- TASK DESCRIPTION
Please copy the data below line for line, without changing anything.

— begin EXERCISE MATERIALS —

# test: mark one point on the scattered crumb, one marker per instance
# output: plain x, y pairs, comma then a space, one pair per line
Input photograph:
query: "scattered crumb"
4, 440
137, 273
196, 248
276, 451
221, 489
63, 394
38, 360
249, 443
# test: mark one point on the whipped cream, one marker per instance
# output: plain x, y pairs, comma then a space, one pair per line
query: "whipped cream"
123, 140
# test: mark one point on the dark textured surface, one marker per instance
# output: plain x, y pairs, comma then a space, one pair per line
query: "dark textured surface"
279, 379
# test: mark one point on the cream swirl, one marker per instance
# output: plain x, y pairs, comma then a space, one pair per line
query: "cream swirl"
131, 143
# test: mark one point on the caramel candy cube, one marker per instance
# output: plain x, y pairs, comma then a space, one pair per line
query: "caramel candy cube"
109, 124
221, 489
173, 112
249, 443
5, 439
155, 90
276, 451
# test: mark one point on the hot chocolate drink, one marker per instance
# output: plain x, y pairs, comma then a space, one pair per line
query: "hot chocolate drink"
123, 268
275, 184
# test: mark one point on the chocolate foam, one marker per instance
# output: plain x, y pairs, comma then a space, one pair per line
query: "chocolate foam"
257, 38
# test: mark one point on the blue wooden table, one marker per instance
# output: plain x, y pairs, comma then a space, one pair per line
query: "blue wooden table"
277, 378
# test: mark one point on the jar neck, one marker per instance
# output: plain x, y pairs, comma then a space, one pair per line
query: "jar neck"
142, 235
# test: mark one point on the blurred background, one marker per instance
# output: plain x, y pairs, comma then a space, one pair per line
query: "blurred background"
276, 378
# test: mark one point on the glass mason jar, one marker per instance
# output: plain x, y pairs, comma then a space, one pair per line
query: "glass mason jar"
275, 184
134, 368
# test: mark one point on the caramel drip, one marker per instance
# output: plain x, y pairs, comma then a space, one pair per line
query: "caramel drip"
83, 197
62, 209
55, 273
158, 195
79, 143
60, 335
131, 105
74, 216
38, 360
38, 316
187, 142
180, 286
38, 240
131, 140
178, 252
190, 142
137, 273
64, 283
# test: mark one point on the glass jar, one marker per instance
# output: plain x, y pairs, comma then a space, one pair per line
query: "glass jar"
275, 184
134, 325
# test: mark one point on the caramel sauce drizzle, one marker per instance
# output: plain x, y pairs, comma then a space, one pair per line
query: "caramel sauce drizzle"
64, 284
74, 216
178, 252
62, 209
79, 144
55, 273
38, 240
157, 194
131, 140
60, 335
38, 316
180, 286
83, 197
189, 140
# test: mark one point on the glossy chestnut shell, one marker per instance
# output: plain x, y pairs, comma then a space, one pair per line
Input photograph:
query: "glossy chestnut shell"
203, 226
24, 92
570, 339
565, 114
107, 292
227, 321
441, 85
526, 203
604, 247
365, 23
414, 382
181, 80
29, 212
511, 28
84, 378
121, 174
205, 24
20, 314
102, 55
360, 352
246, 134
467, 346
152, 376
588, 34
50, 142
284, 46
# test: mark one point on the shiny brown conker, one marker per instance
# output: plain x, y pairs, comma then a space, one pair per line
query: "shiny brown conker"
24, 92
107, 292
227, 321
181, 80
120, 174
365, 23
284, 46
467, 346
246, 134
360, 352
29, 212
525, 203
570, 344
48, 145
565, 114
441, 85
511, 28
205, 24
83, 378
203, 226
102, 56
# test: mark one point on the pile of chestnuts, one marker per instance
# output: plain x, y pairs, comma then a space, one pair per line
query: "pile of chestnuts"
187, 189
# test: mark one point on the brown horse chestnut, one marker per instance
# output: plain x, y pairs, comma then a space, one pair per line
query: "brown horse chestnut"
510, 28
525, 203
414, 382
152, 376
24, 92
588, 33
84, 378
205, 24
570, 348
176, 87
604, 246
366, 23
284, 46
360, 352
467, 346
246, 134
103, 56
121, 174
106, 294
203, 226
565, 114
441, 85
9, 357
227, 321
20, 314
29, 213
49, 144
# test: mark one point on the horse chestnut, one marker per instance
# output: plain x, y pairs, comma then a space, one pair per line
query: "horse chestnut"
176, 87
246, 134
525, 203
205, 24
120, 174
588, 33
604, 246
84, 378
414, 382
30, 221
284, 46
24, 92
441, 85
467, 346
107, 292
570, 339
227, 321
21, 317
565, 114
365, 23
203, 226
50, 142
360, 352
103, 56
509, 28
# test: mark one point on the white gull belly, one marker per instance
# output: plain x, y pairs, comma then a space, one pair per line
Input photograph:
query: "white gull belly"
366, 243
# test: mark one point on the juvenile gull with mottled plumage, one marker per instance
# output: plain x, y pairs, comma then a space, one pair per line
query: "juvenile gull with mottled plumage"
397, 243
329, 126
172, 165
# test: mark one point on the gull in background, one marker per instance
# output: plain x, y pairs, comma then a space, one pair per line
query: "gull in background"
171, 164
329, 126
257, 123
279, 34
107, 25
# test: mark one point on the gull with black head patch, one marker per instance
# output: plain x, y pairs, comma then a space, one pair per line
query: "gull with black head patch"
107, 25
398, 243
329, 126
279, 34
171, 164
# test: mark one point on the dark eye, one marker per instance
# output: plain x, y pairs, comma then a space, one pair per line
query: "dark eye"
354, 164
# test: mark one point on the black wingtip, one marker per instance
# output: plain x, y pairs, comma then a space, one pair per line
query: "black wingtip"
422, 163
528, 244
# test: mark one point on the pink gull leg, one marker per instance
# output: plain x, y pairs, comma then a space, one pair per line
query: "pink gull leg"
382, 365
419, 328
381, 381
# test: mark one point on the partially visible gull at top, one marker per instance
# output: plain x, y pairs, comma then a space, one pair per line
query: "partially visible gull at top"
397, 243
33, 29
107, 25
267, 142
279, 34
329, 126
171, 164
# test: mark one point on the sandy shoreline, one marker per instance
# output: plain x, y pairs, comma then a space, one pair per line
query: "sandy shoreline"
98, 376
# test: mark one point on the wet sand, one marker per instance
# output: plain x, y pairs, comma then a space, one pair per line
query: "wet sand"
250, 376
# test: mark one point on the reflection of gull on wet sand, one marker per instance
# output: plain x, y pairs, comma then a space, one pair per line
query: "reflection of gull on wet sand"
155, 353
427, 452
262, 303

— end EXERCISE MATERIALS —

- WRITTEN ANSWER
# test: mark one point on the scattered crumb, one marker per instance
# output: plain x, y pairs, comma then a space, one pair per line
Input photograph:
query: "scattered crumb"
4, 440
137, 273
196, 248
276, 451
221, 489
63, 394
38, 360
249, 443
# test: mark one point on the whipped cream, one marker per instance
# output: plain x, y pairs, comma then a space, one pair per line
query: "whipped cream"
123, 140
# test: mark one point on the dark textured surface, one marker per instance
# output: plain x, y pairs, comma then a space, one pair per line
query: "dark textured surface"
279, 379
# test: mark one point on the cream swirl, one marker per instance
# output: plain x, y pairs, comma then a space, one pair per line
query: "cream swirl"
131, 143
# test: mark one point on the caramel candy cube, one marker per instance
# output: plain x, y pairs, comma then a space, one pair per line
query: "caramel candy cube"
109, 124
221, 489
173, 112
249, 443
5, 439
155, 90
276, 451
# test: mark one point on the hot chocolate drink, one marker per instance
# output: plain x, y pairs, comma then a space, one pair per line
query: "hot chocolate drink"
123, 268
275, 184
# test: mark one point on the chocolate foam, one marker per instance
# output: plain x, y pairs, comma then a space, one pair per line
query: "chocolate foam"
257, 38
# test: mark one point on the blue wooden table, one marker per instance
# output: plain x, y pairs, comma then a space, one pair per line
query: "blue wooden table"
277, 378
# test: mark one point on the jar neck, one marker per instance
# output: plain x, y pairs, comma then a space, one pair per line
query: "jar neck"
142, 235
# test: mark one point on the blurred background, one marker per instance
# output: plain x, y pairs, comma then a space, one pair per line
query: "blurred background"
276, 378
# test: mark one point on the glass mason jar, one marker per instance
# output: plain x, y pairs, comma then a space, one pair per line
query: "glass mason jar"
275, 184
134, 368
# test: mark one point on the caramel drip, one marker per instance
# output: plain x, y pairs, comma then a space, one pair per line
query: "caramel drip"
83, 197
62, 209
55, 273
158, 195
79, 143
60, 335
131, 105
74, 216
38, 360
38, 316
187, 142
180, 286
38, 240
131, 140
178, 252
190, 142
137, 273
64, 283
# test: mark one point on the glass jar, one marker per instance
# output: plain x, y pairs, comma then a space, one pair per line
query: "glass jar"
275, 184
134, 325
# test: mark one point on the caramel sauce drizzle, one marker per instance
# output: plain x, y pairs, comma then a space, one pair per line
query: "caramel sauce drizzle"
64, 284
74, 216
178, 252
62, 209
79, 144
55, 273
38, 240
157, 194
131, 140
60, 335
38, 316
180, 286
83, 197
189, 140
# test: mark one point on the glossy chestnut shell, one marker per instance
# output: plain x, y pairs, comma then a space, one pair per line
Input photograph:
query: "glossy chestnut shell"
203, 226
24, 92
570, 339
565, 114
107, 292
227, 321
441, 85
526, 203
604, 247
365, 23
414, 382
181, 80
29, 212
511, 28
84, 378
121, 174
205, 24
20, 314
102, 55
360, 352
246, 134
467, 346
152, 376
588, 34
50, 142
284, 46
# test: mark one point on the shiny brown conker, one marker per instance
# output: plain x, y pairs, comma then a space, one pair per line
query: "shiny brown conker"
24, 92
107, 292
227, 321
181, 80
120, 174
365, 23
284, 46
467, 346
246, 134
360, 352
29, 212
525, 203
570, 344
48, 145
565, 114
441, 85
511, 28
205, 24
83, 378
203, 226
102, 56
# test: mark one point on the pile of chestnuts, one marker per instance
# output: plain x, y pairs, comma then a space, one pair per line
query: "pile of chestnuts"
187, 189
# test: mark one point on the brown horse chestnut, one marker per instance
# output: plain x, y pairs, comma then a space, one pair per line
query: "brown horse chestnut"
510, 28
525, 203
414, 382
152, 376
24, 92
588, 33
84, 378
205, 24
570, 348
176, 87
604, 246
366, 23
284, 46
360, 352
467, 346
246, 134
103, 56
121, 174
106, 294
203, 226
565, 114
441, 85
9, 357
227, 321
20, 314
29, 213
49, 144
# test: mark one point on the horse chestnut, one marker per instance
# output: plain x, y pairs, comma then a space, one pair per line
query: "horse chestnut"
176, 87
246, 134
525, 203
205, 24
120, 174
588, 33
604, 246
84, 378
414, 382
30, 221
284, 46
24, 92
441, 85
467, 346
107, 292
570, 339
227, 321
21, 317
565, 114
365, 23
203, 226
50, 142
360, 352
103, 56
509, 28
# test: mark one point on the white gull belly, one marker per instance
# output: plain x, y pairs, comma then a space, one pair per line
Input photograph:
query: "white gull belly"
366, 243
# test: mark one point on the juvenile gull with mottled plumage, one marker per instance
# output: plain x, y pairs, comma then a space, one pair per line
query: "juvenile gull with mottled plumage"
397, 243
329, 126
172, 165
# test: mark one point on the gull in background, one marker per instance
# output: plain x, y pairs, comma then a space, one pair per line
query: "gull in background"
171, 164
329, 126
257, 123
279, 34
107, 25
# test: mark one point on the gull with black head patch, one marker per instance
# output: plain x, y pairs, comma then a space, one pair per line
query: "gull with black head patch"
107, 25
398, 243
329, 126
279, 34
171, 164
# test: mark one point on the dark eye, one marker per instance
# output: plain x, y pairs, comma then a space, one pair per line
query: "dark eye"
354, 164
# test: mark one point on the black wingtip, one marker per instance
# output: plain x, y pairs, comma then a space, one pair per line
query: "black wingtip"
422, 163
528, 244
# test: mark one point on the pink gull leg, one marker per instance
# output: plain x, y pairs, comma then a space, one pair per line
query: "pink gull leg"
382, 365
419, 328
381, 381
# test: mark one point on the partially visible gull at top, one marker per instance
# output: plain x, y pairs, comma then a space, one pair per line
query: "partially visible gull at top"
397, 243
33, 29
107, 25
267, 142
279, 34
329, 126
171, 164
# test: mark one point on the sandy shoreline, one marker per instance
# output: plain x, y pairs, comma then a space, one pair per line
query: "sandy shoreline"
98, 376
# test: mark one point on the wet sand, one marker per instance
# output: plain x, y pairs, comma then a space, one pair per line
query: "wet sand"
250, 376
# test: mark one point on the reflection of gull on wet sand, one marker per instance
# output: plain x, y pairs, comma then a space, one pair per line
query: "reflection of gull on wet sand"
155, 353
427, 452
262, 303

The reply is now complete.